* [Activity list]
1. According to the Marjorie Husted passage, who was Betty Crocker's original radio voice, and for what years?
2. From the Marjorie Husted passage, copy out the stretch from "Marjorie Husted (née" through "for a time.".
3. Name every woman mentioned in the parenthetical note of the Marjorie Husted passage.

* [Source extract]
***

Marjorie Husted (née Child; April 2, 1892 – December 23, 1986) was an American home economist and businesswoman who worked for General Mills and was responsible for the success and fame of the brand character Betty Crocker. Husted wrote Betty Crocker's radio scripts and was her radio voice for a time.

Several different women are believed by different audiences to be the woman behind Betty Crocker. (Note: Janette Kelley who developed the chiffon cake, Agnes White who helped to write the Betty Crocker Cookbook, and Adelaide Hawley Cumming who portrayed Crocker on television, all were at one time home economists employed by General Mills Home Service. Blanche Ingersoll, also of Home Service, was the original radio voice in 1924 until 1926.) Until the company admitted she was not a real person, Husted answered to the name Betty Crocker for visitors to General Mills.

Husted's original ideas and hard work transformed Betty Crocker, in the words of author Laura Shapiro, into "the most successful culinary authority ever invented."

***

* [Study material]
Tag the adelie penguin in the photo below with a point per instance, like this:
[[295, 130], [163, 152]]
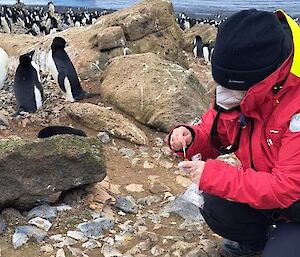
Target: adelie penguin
[[63, 72], [27, 85], [3, 67], [198, 47]]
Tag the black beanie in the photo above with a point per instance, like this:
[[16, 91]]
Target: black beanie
[[250, 45]]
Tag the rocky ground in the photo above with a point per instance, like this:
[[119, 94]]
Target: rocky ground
[[139, 208]]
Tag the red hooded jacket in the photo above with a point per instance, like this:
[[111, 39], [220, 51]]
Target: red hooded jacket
[[269, 148]]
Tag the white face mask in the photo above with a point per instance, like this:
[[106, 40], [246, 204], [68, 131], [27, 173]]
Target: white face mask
[[228, 98]]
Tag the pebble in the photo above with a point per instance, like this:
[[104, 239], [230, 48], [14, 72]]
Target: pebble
[[148, 165], [40, 223], [2, 225], [48, 248], [127, 152], [43, 211], [76, 252], [157, 251], [66, 241], [60, 253], [126, 204], [77, 235], [91, 244], [103, 137], [134, 188], [109, 251], [183, 181], [93, 229]]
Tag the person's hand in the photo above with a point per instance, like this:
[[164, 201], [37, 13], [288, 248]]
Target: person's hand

***

* [Task answers]
1. Blanche Ingersoll was the original radio voice, from 1924 until 1926.

2.
Marjorie Husted (née Child; April 2, 1892 – December 23, 1986) was an American home economist and businesswoman who worked for General Mills and was responsible for the success and fame of the brand character Betty Crocker. Husted wrote Betty Crocker's radio scripts and was her radio voice for a time.

3. Janette Kelley, Agnes White, Adelaide Hawley Cumming, Blanche Ingersoll